- _Set tasks_:
A) Answer these questions from the student housing tips:
(i) According to Which?, what share of students begin house-hunting for the following year?
(ii) Which kind of meeting does the text call best for asking friends to share housing?
(iii) What should you give people when you ask them to be housemates?
B) Quote the student housing tips word for word between "Remember to not" and "make other arrangements.", inclusive.

Just when freshers are starting their courses, more than a quarter of these students begin house-hunting for the following year, according to Which?. So, what’s the problem with that?
Well, the issue is that many students end up frantically searching and then rushing into making decisions on housing that may not be in their best interests. This may be done due to the fear of not finding accommodations for their next year of study.
We understand that searching for student housing can be stressful for that second year of university. It’s also not easy to decide who to live with. So, we’ve put together some tips to help you and your friends make the right decision when it comes to student housing.
1). Deciding Who to Live With
This is the first thing you’ll need to settle before even starting the search for student accommodations. How do you decide which people are best to live with? Where do you even start?
If you’re having trouble finding housemates, then start here:
- Friends you’ve made from halls
- Friends from clubs & societies
- Friends from your courses
- Use the university’s social media platforms
Asking people if they’d like to share student accommodations can be stressful. If you have some people in mind, then just ask them. There’s no need to make a big deal out if. Everyone will be searching for housemates for the next year. You can ask them about their plans for next year, if they’ve already found housing or if they’re looking for housemates.
If you’re having trouble with face-to-face meetings (which are best), then choose to ask your friends via social media such as through texting or WhatsApp. This way, they will have time to consider their options and make a decision.
It will happen that someone will turn you down. If so, don’t take it personally. For one thing, they may have already had plans or just have their own preferences.
Remember to not wait around too long for a response. You want to avoid this. When you ask them, be sure to give them a date when you need to know their decision. This way, you’ll still have time to make other arrangements.

- _Data supplied_:
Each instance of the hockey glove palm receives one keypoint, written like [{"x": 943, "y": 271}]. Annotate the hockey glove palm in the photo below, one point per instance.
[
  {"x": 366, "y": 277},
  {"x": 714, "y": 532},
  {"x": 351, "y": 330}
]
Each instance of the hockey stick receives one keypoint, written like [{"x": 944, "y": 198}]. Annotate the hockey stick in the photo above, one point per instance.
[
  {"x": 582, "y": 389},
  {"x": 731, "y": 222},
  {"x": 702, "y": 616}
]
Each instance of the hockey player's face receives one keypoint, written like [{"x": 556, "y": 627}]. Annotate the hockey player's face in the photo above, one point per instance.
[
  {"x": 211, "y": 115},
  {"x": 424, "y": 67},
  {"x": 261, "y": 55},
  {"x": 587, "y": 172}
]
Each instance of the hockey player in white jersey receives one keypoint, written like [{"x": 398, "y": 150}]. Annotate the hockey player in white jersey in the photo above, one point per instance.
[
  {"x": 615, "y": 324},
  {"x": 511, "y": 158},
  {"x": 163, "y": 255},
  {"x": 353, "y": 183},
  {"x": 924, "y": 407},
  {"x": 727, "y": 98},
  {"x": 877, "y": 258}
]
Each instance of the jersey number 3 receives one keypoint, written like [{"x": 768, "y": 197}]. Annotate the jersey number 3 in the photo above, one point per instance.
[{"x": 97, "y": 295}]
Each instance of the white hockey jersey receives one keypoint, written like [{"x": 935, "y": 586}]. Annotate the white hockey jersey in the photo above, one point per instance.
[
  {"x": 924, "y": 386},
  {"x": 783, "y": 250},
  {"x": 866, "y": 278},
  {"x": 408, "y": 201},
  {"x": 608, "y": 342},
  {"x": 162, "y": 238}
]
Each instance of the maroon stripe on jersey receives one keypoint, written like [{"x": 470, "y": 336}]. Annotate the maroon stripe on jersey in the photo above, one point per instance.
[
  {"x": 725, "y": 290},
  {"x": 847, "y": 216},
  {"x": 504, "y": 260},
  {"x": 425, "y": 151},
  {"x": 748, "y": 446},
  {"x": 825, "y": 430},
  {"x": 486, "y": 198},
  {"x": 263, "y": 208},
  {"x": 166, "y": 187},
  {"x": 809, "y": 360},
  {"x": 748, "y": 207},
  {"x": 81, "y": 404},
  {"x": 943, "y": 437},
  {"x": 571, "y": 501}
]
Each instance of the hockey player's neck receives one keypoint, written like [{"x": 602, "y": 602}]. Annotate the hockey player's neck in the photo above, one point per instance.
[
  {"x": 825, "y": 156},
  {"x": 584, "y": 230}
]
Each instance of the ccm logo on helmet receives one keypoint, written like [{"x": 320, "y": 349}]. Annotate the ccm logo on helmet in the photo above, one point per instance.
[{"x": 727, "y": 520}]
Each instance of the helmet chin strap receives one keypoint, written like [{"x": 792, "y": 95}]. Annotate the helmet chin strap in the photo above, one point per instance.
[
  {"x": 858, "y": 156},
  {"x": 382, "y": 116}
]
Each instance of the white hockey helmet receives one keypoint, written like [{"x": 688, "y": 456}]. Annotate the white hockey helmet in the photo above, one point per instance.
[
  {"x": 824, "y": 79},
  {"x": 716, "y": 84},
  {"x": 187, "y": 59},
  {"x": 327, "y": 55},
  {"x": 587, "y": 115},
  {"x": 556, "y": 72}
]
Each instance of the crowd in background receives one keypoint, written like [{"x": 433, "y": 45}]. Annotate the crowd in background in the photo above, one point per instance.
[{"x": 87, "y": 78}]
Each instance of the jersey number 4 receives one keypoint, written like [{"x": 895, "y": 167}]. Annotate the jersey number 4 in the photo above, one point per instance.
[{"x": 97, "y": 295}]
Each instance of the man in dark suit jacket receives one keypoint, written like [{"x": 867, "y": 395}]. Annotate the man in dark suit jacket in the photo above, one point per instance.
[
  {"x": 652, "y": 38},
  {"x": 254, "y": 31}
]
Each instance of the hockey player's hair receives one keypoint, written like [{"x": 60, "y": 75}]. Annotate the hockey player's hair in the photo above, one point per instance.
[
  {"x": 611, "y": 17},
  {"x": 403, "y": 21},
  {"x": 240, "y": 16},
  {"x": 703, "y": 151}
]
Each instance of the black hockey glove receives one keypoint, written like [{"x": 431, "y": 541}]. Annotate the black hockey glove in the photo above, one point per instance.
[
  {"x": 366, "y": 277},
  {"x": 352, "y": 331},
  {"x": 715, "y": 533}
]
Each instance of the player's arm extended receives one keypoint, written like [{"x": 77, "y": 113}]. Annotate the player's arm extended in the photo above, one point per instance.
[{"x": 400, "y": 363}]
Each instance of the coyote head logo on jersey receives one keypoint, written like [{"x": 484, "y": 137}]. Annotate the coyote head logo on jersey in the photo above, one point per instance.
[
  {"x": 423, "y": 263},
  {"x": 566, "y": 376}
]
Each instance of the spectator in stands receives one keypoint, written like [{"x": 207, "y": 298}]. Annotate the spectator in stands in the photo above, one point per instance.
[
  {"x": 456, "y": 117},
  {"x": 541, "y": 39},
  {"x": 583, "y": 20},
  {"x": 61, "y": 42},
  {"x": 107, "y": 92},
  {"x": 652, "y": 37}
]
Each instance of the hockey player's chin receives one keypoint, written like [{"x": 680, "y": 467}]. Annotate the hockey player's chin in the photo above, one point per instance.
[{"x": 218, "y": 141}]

- _Task-by-task solutions_:
A)
(i) More than a quarter.
(ii) Face-to-face meetings.
(iii) A date when you need to know their decision.

B)
Remember to not wait around too long for a response. You want to avoid this. When you ask them, be sure to give them a date when you need to know their decision. This way, you’ll still have time to make other arrangements.